- [WHAT THIS TASK INVOLVES]:
Print out the data below in full, exactly as written.

- [MATERIAL PROVIDED]:
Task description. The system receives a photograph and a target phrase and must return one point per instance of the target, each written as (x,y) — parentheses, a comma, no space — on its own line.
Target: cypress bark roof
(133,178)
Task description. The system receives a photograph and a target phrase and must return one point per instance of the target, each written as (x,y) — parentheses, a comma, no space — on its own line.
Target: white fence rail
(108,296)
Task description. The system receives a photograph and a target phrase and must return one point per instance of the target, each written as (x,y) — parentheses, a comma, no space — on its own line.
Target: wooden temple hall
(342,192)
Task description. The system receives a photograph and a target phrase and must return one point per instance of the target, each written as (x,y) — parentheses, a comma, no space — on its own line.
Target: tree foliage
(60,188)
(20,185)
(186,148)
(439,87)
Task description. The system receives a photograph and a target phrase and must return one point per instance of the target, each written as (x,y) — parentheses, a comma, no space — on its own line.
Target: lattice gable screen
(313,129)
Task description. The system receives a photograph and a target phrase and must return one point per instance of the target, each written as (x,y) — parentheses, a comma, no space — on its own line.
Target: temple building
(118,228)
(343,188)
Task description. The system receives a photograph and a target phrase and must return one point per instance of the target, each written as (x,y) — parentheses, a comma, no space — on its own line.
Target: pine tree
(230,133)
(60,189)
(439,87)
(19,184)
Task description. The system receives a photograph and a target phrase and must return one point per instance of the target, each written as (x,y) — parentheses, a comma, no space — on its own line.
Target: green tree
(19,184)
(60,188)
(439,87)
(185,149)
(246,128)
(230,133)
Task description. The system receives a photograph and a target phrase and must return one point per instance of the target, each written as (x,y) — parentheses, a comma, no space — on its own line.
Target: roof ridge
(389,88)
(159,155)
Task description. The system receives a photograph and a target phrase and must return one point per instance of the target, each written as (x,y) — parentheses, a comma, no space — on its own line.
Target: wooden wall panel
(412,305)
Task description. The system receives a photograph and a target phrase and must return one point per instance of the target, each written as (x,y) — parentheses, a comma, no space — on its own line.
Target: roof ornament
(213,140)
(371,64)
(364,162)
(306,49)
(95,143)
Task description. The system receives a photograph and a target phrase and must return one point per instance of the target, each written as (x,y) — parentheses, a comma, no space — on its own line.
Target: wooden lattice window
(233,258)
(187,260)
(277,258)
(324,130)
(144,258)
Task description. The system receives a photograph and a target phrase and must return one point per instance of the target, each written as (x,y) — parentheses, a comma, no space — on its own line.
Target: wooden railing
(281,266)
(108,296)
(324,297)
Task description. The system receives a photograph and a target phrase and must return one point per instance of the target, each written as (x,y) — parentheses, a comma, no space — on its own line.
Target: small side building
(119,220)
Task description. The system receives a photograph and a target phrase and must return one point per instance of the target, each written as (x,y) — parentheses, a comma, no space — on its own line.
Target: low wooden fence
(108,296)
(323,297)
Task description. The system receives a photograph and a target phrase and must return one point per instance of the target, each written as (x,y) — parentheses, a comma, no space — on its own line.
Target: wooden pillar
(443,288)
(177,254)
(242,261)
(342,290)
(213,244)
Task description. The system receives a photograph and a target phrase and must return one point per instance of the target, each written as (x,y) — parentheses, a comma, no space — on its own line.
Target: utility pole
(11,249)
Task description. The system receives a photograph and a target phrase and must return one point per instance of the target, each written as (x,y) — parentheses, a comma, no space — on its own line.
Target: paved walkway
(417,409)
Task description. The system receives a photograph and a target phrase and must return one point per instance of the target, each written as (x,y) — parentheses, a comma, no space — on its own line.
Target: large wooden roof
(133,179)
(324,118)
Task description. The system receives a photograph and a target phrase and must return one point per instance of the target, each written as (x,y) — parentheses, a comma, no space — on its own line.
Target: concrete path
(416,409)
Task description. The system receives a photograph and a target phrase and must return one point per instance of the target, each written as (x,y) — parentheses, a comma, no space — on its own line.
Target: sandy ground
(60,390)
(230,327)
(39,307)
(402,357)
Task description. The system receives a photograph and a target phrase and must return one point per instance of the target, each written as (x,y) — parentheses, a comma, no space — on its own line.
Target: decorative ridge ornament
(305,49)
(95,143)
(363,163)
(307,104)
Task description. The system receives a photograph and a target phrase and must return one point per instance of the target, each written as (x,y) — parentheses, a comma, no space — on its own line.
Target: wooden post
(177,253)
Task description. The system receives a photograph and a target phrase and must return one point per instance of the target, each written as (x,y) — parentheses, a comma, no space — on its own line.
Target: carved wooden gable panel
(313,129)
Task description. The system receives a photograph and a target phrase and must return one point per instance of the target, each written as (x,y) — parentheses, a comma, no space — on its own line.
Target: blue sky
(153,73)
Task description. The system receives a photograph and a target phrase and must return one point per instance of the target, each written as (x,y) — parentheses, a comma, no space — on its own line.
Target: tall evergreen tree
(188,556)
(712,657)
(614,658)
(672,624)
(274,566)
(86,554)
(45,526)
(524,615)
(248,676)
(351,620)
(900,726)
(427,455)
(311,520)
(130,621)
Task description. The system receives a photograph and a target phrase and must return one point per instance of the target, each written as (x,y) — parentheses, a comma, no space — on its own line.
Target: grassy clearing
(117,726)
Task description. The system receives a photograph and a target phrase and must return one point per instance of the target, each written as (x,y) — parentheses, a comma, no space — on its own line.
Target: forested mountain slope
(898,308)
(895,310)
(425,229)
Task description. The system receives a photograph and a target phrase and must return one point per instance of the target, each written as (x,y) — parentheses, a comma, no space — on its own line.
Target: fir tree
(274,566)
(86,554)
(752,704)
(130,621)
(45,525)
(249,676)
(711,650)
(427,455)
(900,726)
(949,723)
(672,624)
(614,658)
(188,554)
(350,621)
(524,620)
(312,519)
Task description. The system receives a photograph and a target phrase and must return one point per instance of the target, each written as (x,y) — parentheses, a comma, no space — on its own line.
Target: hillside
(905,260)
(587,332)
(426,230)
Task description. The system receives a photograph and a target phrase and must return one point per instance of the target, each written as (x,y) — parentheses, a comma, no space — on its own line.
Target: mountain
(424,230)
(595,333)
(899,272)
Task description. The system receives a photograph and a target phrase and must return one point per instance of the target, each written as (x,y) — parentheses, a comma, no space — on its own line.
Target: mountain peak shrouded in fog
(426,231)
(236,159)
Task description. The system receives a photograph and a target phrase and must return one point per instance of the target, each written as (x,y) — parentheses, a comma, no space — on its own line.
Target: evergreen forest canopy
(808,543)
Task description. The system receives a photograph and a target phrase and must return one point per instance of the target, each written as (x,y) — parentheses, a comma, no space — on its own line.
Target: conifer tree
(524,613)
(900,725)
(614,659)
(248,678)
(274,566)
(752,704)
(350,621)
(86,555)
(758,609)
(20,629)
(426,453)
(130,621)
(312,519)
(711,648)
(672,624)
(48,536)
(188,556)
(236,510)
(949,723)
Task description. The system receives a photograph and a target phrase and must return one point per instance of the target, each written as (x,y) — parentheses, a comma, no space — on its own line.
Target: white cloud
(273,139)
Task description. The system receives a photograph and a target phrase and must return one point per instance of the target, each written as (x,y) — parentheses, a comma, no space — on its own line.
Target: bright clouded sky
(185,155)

- [RESULT OF THE EXERCISE]:
Task description. The system receives a photograph and a target phrase and must return one point per instance of the target, each written as (x,y) — parentheses, a comma, no space — on its own line.
Target: cypress bark roof
(133,178)
Task description. The system receives a photograph and a target phrase and must return one point per instance of the target, each written as (x,y) — parentheses, a comma, no space — on its own line.
Target: white fence rail
(108,296)
Task description. The system receives a photograph and a target phrase and must return one point per instance of the target, each written as (x,y) — parentheses, a comma, no space — on its own line.
Target: wooden temple hall
(342,192)
Task description. The system receives a photograph and a target phrase and must return one point per instance of the target, each written as (x,y) — parentheses, a comma, no space — on its own line.
Target: tree foliage
(60,188)
(20,185)
(186,148)
(439,87)
Task description. The system receives a photograph and a target phrase and must return one point per instance of the target, each written as (x,y) — parentheses, a comma, no space — on its own line.
Target: lattice gable screen
(313,129)
Task description. The system receives a photograph and a target phrase and must return one point per instance of the target, each written as (x,y) — parentheses, a comma, no space — on its own line.
Target: temple building
(118,228)
(343,188)
Task description. The system receives a photograph and a target phrase and must return one point per instance of the target, each written as (x,y) — parentheses, a comma, no space — on its own line.
Target: pine tree
(230,133)
(60,189)
(439,87)
(19,184)
Task description. The system receives a photograph and a target phrase and must return one point per instance of the target, each written as (x,y) — parentheses, a comma, no space — on its own line.
Target: green tree
(19,184)
(60,188)
(439,87)
(185,149)
(246,128)
(230,133)
Task description. The system receives a photograph and a target phrase and must return one point per instance of the target, each written as (x,y) — parentheses, a comma, no space — on its own line.
Target: roof ridge
(389,88)
(159,155)
Task description. The system receives a photograph and a target phrase and must return one point per instance of the target, each written as (x,y) — parentheses, a comma, no space — on its own line.
Target: wooden wall panel
(412,305)
Task description. The system receives a photograph and a target phrase and must return one point per instance of the target, each written as (x,y) — parentheses, a comma, no space — on its own line.
Target: roof ornament
(213,140)
(371,64)
(364,162)
(306,49)
(95,143)
Task description. The system receives a photograph and a target phrase and must return one point per instance of the target, each written as (x,y) — parentheses, a comma, no space — on its own line.
Target: wooden lattice window
(233,258)
(187,260)
(277,258)
(324,130)
(144,258)
Task description. The system receives a photograph and a target phrase and must return one point per instance of the target, each written as (x,y) — parentheses, a comma, no space — on its own line.
Target: wooden railing
(281,266)
(108,296)
(324,297)
Task description. The system receives a photograph and a target phrase and must return one point per instance of the target, each written as (x,y) — parentheses, a comma, no space — on its own line.
Target: small side building
(119,220)
Task description. The system receives a photograph and a target phrase and must return one point per instance of the target, each written as (x,y) — parentheses, a comma, no space — on its own line.
Target: low wooden fence
(108,296)
(323,297)
Task description. The system receives a photograph and a target phrase and must return one point per instance of the target, each written as (x,y) — parentheses, a comma, no space — on its own line.
Target: wooden pillar
(443,288)
(177,254)
(242,261)
(342,290)
(213,244)
Task description. The system receives a photograph and a target phrase and must return one point per instance of the target, each written as (x,y) — parentheses, a comma, no space — on its own line.
Target: utility pole
(11,249)
Task description. The system receives a photograph and a target phrase and must return one point per instance of the target, each written as (x,y) — parentheses, a comma, no space — on its own line.
Target: paved walkway
(417,409)
Task description. The system receives a photograph and a target phrase and must return one point per instance of the target, each written as (x,y) — parentheses, a comma, no space — on its own line.
Target: large wooden roof
(133,179)
(324,118)
Task description. The system receives a photograph and a target phrase and must return one point per instance of the target, each written as (x,y) — parentheses, a comma, no space — on its own line.
Target: concrete path
(416,409)
Task description. The system receives a photograph and a target phrase and must return one point per instance of the target, each written as (x,y) — parentheses, a comma, no space — on its own line.
Target: sandy ground
(60,390)
(230,327)
(39,307)
(402,357)
Task description. The system receives a photograph and a target phrase and must return one point per instance of the target, each written as (x,y) — parentheses, a comma, no space — on its own line.
Target: decorative ridge ornament
(305,49)
(95,143)
(363,163)
(307,104)
Task description. The system receives a photograph and a target phrase and must return one point per instance of the target, each written as (x,y) — parentheses, a comma, no space — on its own line.
Target: wooden post
(177,253)
Task description. The system receives a photograph and a target phrase and must return one point per instance of the target, each written as (x,y) — parentheses, a comma, no space — on its own line.
Target: carved wooden gable panel
(313,129)
Task description. The system receives a photograph and a target phrase and must return one point per instance of the target, each written as (x,y) — parentheses, a comma, no space — on its own line.
Target: blue sky
(153,73)
Task description. The system receives a photograph and a target phrase and must return one point per instance of the target, each written as (x,y) — parentheses, a comma, no space — on its own line.
Target: tall evergreen tree
(188,556)
(712,657)
(614,658)
(672,624)
(274,566)
(86,554)
(45,526)
(524,615)
(248,676)
(351,620)
(900,726)
(427,455)
(311,520)
(130,621)
Task description. The system receives a photograph and a target phrase and must return one point per instance of the target, each written as (x,y) — parentheses, a comma, no space — on its own line.
Target: grassy clearing
(117,726)
Task description. The system receives a photograph and a target phrase and must return one point per instance of the target, each written as (x,y) — parentheses, a comma, no space — on its own line.
Target: forested mountain slope
(898,308)
(895,310)
(425,229)
Task description. The system receives a photograph and a target phrase and must return one point per instance of the target, each written as (x,y) — parentheses, a comma, no space — on its own line.
Target: fir tree
(274,566)
(86,554)
(752,704)
(130,621)
(45,525)
(249,676)
(711,650)
(427,455)
(900,726)
(949,723)
(672,624)
(614,658)
(188,554)
(350,621)
(524,620)
(312,519)
Task description. The system receives a photograph and a target phrase and must return one point per instance of the target, each written as (x,y) — parentheses, a comma, no space — on its own line.
Target: hillside
(905,260)
(587,332)
(426,230)
Task description. The system receives a photograph and a target phrase and must return one point per instance of the target, each written as (x,y) — parentheses, a comma, no space — on its own line.
Target: mountain
(424,230)
(595,333)
(899,272)
Task description. The system receives a photograph and a target phrase and must return one point per instance of the target, each written as (x,y) — parentheses, a comma, no space — on its own line.
Target: mountain peak shrouded in fog
(426,231)
(236,159)
Task description. The system receives a photograph and a target phrase and must return one point per instance of the target, each written as (x,y) — parentheses, a comma, no space — on its own line.
Target: evergreen forest canopy
(808,543)
Task description. The system receives a photograph and a target phrase and must return one point per instance of the target, each written as (x,y) — parentheses, a comma, no space — on its own line.
Target: conifer tree
(524,613)
(900,725)
(614,659)
(248,678)
(274,566)
(752,704)
(350,621)
(86,555)
(758,609)
(20,629)
(426,453)
(130,621)
(312,519)
(711,648)
(672,624)
(48,536)
(188,556)
(236,510)
(949,723)
Task description. The system receives a photograph and a target phrase and must return one point per instance of the target, each written as (x,y) — parentheses, a comma, no space — on its own line.
Target: white cloud
(273,139)
Task description. The system receives a photograph and a target phrase and must return one point per instance of the target, each written as (x,y) — parentheses, a comma, no space — on its own line.
Target: bright clouded sky
(185,155)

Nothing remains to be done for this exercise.